> **Stated problem**
Please select each line below that contains the word "rocky" and copy those lines.

> **Supplied material**
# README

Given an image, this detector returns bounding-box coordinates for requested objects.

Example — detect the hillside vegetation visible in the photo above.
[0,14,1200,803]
* * *
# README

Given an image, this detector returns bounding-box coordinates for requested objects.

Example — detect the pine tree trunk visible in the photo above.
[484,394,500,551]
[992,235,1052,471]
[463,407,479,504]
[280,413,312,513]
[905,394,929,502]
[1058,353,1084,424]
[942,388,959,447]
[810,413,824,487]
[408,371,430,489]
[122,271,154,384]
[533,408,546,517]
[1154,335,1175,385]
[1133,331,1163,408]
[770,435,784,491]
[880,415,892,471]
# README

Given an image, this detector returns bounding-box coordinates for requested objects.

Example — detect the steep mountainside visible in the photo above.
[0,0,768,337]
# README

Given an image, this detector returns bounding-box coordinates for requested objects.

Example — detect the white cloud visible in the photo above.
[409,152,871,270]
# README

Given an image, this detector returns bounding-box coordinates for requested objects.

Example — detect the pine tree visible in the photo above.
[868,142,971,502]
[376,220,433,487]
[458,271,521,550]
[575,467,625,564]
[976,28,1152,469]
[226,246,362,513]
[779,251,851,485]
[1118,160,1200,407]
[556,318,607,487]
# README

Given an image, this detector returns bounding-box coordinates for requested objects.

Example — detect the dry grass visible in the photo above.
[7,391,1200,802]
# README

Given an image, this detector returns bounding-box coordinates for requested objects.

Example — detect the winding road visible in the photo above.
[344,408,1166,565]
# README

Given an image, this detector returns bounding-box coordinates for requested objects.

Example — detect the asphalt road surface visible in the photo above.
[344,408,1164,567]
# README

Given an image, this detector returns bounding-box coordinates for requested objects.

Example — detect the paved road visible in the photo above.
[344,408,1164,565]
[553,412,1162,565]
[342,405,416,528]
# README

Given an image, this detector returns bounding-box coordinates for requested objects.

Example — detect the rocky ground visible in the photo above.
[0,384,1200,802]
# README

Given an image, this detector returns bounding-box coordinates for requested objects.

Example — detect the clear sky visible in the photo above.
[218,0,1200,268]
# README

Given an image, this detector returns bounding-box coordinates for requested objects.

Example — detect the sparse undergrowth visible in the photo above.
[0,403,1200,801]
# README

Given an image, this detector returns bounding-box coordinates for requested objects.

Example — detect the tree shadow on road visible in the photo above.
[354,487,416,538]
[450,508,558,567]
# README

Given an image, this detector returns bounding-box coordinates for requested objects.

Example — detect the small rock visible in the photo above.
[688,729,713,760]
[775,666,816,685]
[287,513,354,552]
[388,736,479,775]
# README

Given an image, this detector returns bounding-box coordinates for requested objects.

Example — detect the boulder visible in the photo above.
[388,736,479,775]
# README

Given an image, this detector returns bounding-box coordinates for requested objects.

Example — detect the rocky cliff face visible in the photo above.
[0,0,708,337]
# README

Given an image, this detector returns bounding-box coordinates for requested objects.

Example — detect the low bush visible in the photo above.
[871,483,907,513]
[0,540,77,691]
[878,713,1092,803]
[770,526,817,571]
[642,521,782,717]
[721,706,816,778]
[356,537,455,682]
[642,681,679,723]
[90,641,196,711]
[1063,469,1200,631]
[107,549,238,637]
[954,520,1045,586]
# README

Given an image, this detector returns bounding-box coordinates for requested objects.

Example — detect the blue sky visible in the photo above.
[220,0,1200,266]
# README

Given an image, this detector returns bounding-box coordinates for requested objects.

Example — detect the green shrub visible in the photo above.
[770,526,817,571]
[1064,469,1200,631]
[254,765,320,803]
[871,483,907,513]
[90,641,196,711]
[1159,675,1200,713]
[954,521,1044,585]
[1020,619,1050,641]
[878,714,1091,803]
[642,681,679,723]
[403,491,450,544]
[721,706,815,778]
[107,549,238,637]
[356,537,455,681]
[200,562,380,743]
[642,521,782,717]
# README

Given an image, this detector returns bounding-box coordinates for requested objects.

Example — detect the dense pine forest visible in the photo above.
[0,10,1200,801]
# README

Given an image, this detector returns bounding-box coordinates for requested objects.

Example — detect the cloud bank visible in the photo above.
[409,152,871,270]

> **Answer below**
Example — detect the rocky ground visible in the photo above.
Example — detect the rocky cliff face visible in the photo above.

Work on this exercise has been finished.